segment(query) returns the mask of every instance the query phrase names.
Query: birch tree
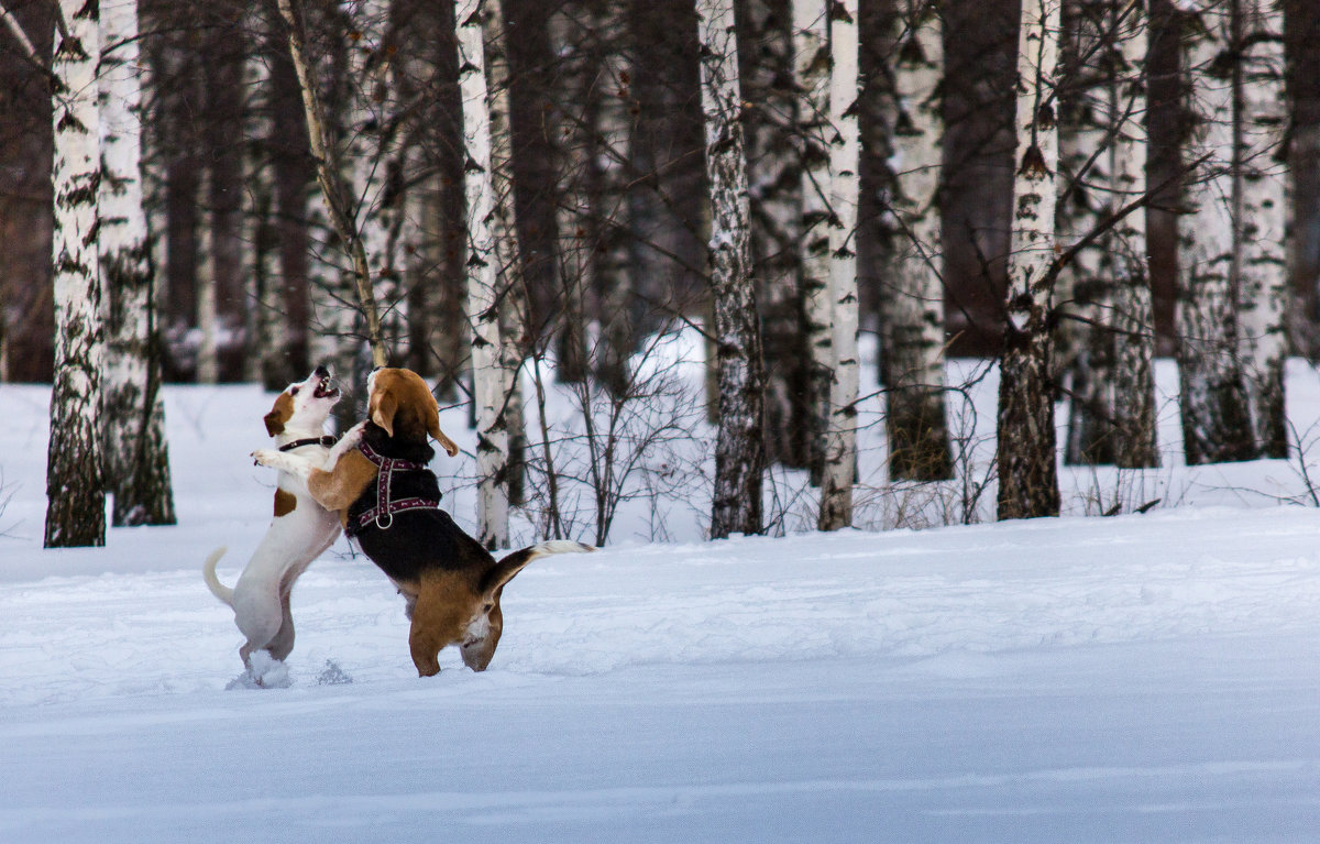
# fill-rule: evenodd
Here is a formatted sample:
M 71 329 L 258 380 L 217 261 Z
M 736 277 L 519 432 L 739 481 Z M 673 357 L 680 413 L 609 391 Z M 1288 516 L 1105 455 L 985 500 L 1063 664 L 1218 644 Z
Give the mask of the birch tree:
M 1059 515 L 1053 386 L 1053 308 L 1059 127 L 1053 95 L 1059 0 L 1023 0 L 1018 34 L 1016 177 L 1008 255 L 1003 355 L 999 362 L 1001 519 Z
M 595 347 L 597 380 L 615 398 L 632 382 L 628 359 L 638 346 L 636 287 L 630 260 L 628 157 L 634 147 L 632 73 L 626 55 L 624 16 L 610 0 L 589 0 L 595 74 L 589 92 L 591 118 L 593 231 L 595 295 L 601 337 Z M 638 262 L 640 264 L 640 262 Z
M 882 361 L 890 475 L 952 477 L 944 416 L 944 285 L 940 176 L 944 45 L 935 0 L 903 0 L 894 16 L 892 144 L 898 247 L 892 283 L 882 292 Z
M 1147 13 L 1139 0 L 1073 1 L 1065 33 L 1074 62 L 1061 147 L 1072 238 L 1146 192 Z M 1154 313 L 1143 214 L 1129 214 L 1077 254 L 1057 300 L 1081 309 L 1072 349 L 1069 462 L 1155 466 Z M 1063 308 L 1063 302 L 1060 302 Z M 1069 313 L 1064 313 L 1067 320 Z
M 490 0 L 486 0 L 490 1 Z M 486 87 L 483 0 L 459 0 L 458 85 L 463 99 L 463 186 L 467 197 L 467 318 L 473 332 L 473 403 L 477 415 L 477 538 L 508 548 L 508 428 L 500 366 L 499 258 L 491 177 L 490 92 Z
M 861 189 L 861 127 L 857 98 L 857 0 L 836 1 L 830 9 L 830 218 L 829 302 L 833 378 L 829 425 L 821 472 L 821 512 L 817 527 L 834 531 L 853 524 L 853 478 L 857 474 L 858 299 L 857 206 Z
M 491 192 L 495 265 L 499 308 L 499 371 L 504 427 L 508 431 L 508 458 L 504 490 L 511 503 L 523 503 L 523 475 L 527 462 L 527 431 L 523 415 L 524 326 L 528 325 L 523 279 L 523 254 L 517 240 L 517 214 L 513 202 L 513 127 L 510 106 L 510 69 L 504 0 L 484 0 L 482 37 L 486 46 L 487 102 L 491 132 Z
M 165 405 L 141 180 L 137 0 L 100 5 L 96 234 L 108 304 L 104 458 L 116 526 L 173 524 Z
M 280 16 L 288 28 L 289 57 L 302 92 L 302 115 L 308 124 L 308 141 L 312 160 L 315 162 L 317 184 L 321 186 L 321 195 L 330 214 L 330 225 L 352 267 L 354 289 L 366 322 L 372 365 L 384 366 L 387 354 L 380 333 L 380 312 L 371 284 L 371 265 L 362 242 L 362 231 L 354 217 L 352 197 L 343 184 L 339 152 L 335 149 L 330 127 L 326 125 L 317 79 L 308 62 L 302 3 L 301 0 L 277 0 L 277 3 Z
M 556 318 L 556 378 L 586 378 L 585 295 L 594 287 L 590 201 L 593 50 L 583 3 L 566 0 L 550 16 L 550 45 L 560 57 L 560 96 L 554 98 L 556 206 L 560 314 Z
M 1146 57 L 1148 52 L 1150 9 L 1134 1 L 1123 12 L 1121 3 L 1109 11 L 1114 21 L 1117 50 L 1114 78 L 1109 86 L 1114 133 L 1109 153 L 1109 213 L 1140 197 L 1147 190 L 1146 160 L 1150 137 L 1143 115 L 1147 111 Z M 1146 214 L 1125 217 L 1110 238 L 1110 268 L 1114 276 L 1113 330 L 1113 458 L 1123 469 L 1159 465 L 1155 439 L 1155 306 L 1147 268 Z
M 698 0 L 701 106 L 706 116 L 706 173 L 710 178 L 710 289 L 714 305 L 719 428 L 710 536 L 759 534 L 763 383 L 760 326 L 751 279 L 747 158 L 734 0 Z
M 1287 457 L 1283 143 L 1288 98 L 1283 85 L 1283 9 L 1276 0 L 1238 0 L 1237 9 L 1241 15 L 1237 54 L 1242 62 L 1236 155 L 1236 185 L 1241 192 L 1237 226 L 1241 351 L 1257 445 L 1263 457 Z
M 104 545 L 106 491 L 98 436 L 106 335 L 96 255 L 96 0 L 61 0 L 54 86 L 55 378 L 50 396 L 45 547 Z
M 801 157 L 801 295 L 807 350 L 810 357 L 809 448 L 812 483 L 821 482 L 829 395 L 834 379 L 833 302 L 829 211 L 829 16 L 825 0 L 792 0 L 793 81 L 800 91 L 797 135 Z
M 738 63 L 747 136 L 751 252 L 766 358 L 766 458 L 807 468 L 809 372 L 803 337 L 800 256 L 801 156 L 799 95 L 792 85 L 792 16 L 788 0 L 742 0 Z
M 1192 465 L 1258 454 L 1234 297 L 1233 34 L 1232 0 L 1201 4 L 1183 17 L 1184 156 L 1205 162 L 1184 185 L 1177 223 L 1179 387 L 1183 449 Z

Opdracht: Wijzig alle regels hierboven door "birch tree" overal te vervangen door "oak tree" en laat de rest ongewijzigd. Laat de afbeeldingen weg uit je antwoord.

Antwoord:
segment(query) returns the mask of every instance the query phrase names.
Query: oak tree
# fill-rule: evenodd
Here is a formatted sample:
M 71 329 L 258 380 L 217 261 Z
M 736 277 L 519 432 L 739 481 Z M 673 357 L 680 413 L 609 391 Z M 1288 516 L 1105 455 L 985 500 L 1063 664 L 1218 644 Z
Give the mask of the oak tree:
M 1059 515 L 1053 386 L 1053 308 L 1059 127 L 1053 95 L 1059 0 L 1023 0 L 1018 34 L 1016 177 L 1008 255 L 1003 355 L 999 362 L 1001 519 Z
M 595 347 L 597 380 L 615 398 L 632 382 L 628 359 L 638 346 L 636 287 L 630 260 L 628 157 L 634 147 L 632 73 L 626 55 L 624 16 L 610 0 L 589 0 L 595 74 L 589 92 L 591 118 L 593 231 L 595 295 L 601 337 Z M 638 262 L 640 264 L 640 262 Z
M 882 361 L 890 475 L 952 477 L 944 416 L 944 285 L 940 176 L 944 45 L 935 0 L 903 0 L 894 16 L 892 144 L 898 247 L 892 283 L 882 292 Z
M 1147 13 L 1139 0 L 1073 1 L 1065 33 L 1074 62 L 1061 147 L 1072 238 L 1146 192 Z M 1154 313 L 1143 214 L 1129 214 L 1077 254 L 1057 300 L 1081 309 L 1072 349 L 1069 462 L 1155 466 Z M 1063 308 L 1063 302 L 1060 302 Z M 1069 313 L 1064 313 L 1067 320 Z
M 490 0 L 486 0 L 490 1 Z M 486 87 L 483 0 L 459 0 L 458 85 L 463 99 L 463 186 L 467 197 L 467 318 L 473 332 L 473 403 L 477 415 L 477 538 L 508 548 L 508 428 L 500 366 L 499 258 L 491 177 L 490 92 Z
M 861 189 L 861 127 L 857 98 L 857 0 L 836 1 L 830 9 L 830 218 L 829 302 L 833 378 L 829 425 L 821 472 L 821 512 L 817 527 L 834 531 L 853 524 L 853 478 L 857 474 L 858 299 L 857 206 Z
M 491 192 L 495 265 L 499 308 L 499 371 L 504 427 L 508 431 L 508 458 L 504 490 L 511 503 L 523 503 L 523 475 L 527 462 L 527 431 L 523 415 L 524 326 L 528 325 L 523 279 L 523 254 L 517 240 L 517 214 L 513 202 L 513 127 L 510 106 L 510 69 L 504 0 L 484 0 L 482 37 L 486 46 L 487 102 L 491 132 Z
M 165 405 L 141 180 L 137 0 L 100 5 L 96 234 L 108 304 L 104 458 L 116 526 L 173 524 Z
M 280 16 L 288 28 L 289 57 L 302 92 L 302 115 L 308 124 L 308 141 L 312 160 L 315 162 L 317 184 L 321 186 L 321 195 L 330 214 L 330 225 L 352 267 L 354 289 L 366 322 L 372 365 L 384 366 L 387 354 L 380 333 L 380 312 L 371 284 L 371 265 L 362 242 L 362 231 L 354 217 L 352 197 L 343 184 L 339 152 L 335 149 L 330 127 L 326 125 L 317 79 L 308 62 L 302 3 L 301 0 L 277 0 L 277 3 Z
M 556 318 L 556 378 L 586 378 L 585 295 L 594 287 L 590 201 L 593 50 L 583 3 L 566 0 L 550 16 L 550 45 L 560 57 L 560 96 L 554 98 L 556 206 L 560 314 Z
M 1146 57 L 1148 52 L 1150 9 L 1134 1 L 1123 12 L 1121 3 L 1109 11 L 1114 21 L 1117 50 L 1114 78 L 1109 86 L 1114 133 L 1109 153 L 1109 213 L 1140 197 L 1147 190 L 1146 160 L 1150 137 L 1143 115 L 1147 111 Z M 1146 214 L 1125 217 L 1110 238 L 1110 268 L 1114 276 L 1113 330 L 1113 458 L 1123 469 L 1159 465 L 1155 439 L 1155 306 L 1147 268 Z
M 698 0 L 701 106 L 706 116 L 706 173 L 710 178 L 710 289 L 714 305 L 719 428 L 710 536 L 759 534 L 763 383 L 760 326 L 751 279 L 747 158 L 734 0 Z
M 1287 457 L 1283 143 L 1288 98 L 1283 85 L 1283 9 L 1276 0 L 1238 0 L 1237 9 L 1241 15 L 1237 54 L 1242 62 L 1236 155 L 1236 185 L 1241 192 L 1237 226 L 1241 351 L 1257 445 L 1263 457 Z
M 104 545 L 106 491 L 98 436 L 106 335 L 96 255 L 96 0 L 61 0 L 54 86 L 55 378 L 50 396 L 45 547 Z
M 801 157 L 801 295 L 807 350 L 810 357 L 809 448 L 812 483 L 821 482 L 829 395 L 834 379 L 833 302 L 829 211 L 829 16 L 825 0 L 792 0 L 793 81 L 800 91 L 797 135 Z
M 738 63 L 747 136 L 751 252 L 766 358 L 766 458 L 807 468 L 809 372 L 803 337 L 800 256 L 801 156 L 799 95 L 792 85 L 792 16 L 788 0 L 742 0 Z
M 1192 465 L 1258 454 L 1234 297 L 1233 34 L 1232 0 L 1201 4 L 1183 17 L 1184 156 L 1205 162 L 1184 185 L 1177 223 L 1179 387 L 1183 449 Z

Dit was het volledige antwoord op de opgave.